SUPPLIED PASSAGE |

Roman skeletons found in Lincoln are 'most significant in years'

Roman remains in Lincoln Image copyright City of Lincoln Council
Image caption Flats are due to be built on the site where the skeletons were found

The discovery of 23 Roman skeletons in Lincoln is one of the most significant finds in the city in recent years, say archaeologists.

Despite being a major Roman colony, few burial sites from the era have been unearthed compared to places like York or Winchester.

Now experts say they hope to "fill a huge gap our knowledge" about people who lived there in ancient times.

The dig took place in the Newland area, ahead of the construction of flats.

A decorated comb - probably made from bone - was the only item found with the skeletons.

Image copyright City of Lincoln Council
Image caption Analysis of the remains will tell archaeologists about the people who lived in Roman Lincoln
Image copyright Pre-Construct Archaeological Services
Image caption A decorated comb was the only item found with a body

Much of present-day Lincoln is built over the remains of one of the most important settlements in Roman Britain.

The Newlands site is outside the old Roman wall, near Brayford Pool - a natural widening of the River Witham which was used as a port by the Romans.

DATA PROVIDED |
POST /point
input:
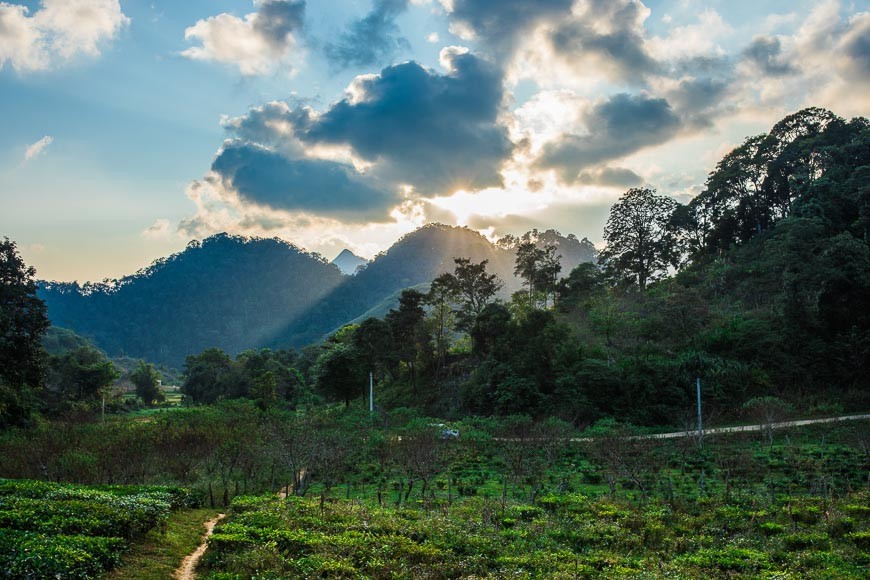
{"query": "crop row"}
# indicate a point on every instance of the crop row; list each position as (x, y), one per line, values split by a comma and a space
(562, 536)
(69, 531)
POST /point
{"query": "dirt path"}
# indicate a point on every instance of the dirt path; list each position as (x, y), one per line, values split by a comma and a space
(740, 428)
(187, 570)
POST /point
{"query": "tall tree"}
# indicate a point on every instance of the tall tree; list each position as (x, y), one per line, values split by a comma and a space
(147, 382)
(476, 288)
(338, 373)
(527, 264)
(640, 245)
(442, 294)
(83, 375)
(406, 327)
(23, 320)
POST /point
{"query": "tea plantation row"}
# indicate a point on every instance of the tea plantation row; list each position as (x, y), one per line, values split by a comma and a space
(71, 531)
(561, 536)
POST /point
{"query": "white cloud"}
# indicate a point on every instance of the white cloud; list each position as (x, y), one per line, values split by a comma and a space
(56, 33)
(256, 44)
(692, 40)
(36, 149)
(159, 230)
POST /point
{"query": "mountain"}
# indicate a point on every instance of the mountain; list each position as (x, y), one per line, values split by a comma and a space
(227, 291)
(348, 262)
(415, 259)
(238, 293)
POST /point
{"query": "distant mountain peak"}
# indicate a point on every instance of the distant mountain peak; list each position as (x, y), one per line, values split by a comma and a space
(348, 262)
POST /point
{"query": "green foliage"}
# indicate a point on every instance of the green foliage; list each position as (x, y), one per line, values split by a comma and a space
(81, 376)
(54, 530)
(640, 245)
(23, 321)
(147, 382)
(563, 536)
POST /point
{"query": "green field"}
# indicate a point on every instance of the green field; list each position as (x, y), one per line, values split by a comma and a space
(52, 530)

* * *

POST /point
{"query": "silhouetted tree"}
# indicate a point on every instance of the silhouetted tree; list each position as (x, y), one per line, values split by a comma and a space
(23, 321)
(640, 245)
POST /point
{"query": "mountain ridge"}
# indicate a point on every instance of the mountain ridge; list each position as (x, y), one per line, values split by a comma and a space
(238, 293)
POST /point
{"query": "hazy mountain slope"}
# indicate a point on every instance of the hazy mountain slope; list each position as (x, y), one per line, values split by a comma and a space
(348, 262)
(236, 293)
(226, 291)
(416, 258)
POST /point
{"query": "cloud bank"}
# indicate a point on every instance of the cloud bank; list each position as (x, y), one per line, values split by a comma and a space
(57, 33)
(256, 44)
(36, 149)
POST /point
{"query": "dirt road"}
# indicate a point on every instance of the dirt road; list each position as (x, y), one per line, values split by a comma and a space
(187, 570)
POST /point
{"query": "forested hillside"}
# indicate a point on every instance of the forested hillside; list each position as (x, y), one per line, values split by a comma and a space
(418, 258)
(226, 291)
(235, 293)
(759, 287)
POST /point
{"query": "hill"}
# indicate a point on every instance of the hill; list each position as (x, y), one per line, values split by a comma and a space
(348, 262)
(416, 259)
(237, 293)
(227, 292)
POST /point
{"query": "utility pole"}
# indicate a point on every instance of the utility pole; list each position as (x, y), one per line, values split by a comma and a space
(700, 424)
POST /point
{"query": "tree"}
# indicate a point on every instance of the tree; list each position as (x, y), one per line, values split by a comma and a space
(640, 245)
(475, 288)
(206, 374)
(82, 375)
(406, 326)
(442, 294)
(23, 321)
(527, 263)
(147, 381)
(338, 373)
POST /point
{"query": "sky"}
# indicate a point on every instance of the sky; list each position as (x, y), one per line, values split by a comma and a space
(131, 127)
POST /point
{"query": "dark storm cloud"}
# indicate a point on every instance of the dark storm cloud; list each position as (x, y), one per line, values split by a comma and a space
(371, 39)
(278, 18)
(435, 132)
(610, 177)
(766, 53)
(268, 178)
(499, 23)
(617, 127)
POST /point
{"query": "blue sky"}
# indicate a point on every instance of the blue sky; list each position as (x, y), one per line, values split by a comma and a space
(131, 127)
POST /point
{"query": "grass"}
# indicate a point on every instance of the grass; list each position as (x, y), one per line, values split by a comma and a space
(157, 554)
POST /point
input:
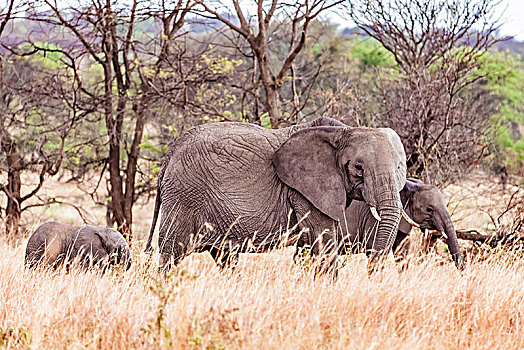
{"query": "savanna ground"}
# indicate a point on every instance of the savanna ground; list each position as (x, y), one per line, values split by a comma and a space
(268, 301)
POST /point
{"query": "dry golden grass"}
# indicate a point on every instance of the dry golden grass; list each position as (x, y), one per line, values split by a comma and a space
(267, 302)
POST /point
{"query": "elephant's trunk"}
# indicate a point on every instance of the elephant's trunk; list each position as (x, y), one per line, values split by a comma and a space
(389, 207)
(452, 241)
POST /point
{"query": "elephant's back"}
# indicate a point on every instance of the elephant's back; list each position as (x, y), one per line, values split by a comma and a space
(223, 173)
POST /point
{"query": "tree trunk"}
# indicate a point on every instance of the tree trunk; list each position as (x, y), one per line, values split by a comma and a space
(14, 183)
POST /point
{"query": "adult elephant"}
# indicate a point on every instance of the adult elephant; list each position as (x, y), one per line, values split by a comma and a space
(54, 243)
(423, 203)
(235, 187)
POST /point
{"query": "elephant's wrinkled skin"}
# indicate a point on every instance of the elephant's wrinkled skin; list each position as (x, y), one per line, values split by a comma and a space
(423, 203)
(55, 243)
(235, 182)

==

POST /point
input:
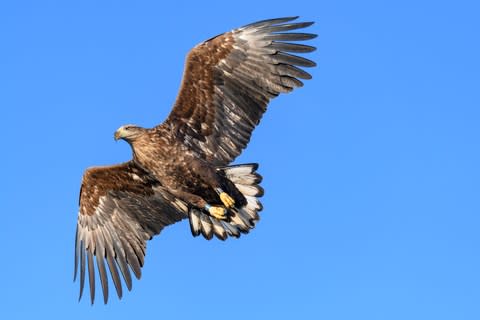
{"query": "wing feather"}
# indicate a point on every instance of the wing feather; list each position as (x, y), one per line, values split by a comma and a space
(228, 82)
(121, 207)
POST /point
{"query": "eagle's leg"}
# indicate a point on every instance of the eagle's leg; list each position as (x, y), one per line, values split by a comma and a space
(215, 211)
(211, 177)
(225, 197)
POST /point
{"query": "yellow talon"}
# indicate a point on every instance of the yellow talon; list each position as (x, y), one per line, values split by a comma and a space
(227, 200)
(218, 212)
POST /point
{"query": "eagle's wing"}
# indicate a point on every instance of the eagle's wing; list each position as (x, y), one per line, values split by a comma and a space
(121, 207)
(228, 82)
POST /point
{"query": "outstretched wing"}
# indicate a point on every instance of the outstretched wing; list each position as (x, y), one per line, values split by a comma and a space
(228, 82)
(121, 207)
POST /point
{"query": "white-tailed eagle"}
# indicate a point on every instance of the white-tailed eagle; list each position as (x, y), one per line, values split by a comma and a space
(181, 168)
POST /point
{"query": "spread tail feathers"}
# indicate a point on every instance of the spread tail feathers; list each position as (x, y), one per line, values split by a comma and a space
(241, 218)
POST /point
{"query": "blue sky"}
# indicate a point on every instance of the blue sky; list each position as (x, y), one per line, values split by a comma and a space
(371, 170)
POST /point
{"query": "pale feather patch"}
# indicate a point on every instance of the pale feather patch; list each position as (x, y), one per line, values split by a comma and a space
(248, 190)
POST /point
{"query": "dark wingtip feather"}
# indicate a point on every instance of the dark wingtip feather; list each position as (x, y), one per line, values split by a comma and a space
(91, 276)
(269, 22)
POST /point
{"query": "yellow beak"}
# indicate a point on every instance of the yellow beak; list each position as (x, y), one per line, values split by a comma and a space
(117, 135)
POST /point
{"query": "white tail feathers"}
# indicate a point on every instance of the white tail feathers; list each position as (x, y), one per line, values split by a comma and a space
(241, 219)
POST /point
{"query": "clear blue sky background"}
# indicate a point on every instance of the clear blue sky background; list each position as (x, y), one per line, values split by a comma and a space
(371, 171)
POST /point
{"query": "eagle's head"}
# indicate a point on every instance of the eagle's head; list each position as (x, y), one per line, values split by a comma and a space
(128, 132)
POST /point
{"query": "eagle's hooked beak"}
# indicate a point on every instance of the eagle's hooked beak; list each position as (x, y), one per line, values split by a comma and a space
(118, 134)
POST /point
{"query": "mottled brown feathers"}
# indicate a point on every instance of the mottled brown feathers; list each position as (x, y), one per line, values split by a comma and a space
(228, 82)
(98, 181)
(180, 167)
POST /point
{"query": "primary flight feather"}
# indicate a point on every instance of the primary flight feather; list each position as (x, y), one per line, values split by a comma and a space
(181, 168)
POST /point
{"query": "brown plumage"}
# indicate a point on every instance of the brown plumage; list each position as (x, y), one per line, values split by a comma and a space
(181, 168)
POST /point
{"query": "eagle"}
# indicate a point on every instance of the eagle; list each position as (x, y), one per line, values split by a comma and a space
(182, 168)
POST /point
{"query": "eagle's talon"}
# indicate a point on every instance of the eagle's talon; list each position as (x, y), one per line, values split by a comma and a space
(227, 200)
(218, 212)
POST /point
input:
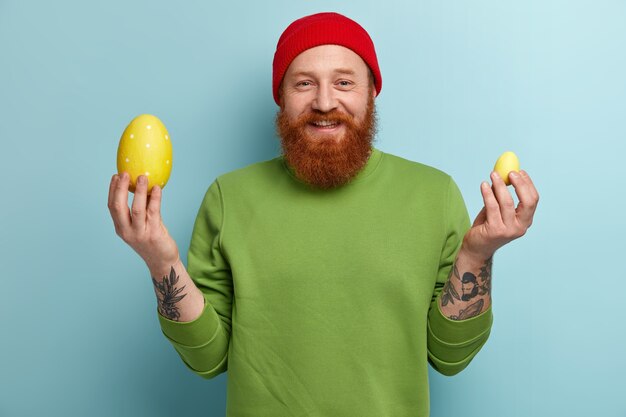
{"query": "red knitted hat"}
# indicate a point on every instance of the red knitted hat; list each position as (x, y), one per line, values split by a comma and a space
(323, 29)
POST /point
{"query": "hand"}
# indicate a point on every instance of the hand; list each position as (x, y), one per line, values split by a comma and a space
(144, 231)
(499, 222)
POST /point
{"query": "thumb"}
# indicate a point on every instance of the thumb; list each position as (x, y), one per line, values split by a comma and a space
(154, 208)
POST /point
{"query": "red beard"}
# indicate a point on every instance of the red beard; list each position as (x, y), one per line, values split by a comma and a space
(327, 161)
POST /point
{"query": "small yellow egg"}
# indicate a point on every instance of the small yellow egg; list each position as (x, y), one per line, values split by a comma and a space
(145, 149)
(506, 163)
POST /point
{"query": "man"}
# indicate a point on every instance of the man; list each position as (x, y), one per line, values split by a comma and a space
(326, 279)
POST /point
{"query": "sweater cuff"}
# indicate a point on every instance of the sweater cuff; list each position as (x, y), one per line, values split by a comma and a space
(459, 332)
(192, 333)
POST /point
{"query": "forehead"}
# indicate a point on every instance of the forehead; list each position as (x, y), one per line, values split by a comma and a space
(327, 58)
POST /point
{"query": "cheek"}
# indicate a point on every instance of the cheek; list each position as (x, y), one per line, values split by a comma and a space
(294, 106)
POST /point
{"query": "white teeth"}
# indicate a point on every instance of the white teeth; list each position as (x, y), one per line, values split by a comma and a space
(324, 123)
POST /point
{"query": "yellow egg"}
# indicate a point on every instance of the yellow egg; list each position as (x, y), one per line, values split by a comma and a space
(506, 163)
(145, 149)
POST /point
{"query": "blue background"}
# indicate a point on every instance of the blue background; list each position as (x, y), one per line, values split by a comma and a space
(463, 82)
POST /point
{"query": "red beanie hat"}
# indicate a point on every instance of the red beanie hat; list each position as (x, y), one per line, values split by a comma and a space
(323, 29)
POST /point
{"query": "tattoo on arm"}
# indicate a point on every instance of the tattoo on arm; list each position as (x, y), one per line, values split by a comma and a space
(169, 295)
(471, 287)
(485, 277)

EXERCISE BRIEF | Please copy from the article on the Roman skeletons in Lincoln, word for word, the part that opens with the words containing "Despite being a" and closes with "in ancient times.".

SOLUTION FOR THIS PROBLEM |
Despite being a major Roman colony, few burial sites from the era have been unearthed compared to places like York or Winchester.

Now experts say they hope to "fill a huge gap our knowledge" about people who lived there in ancient times.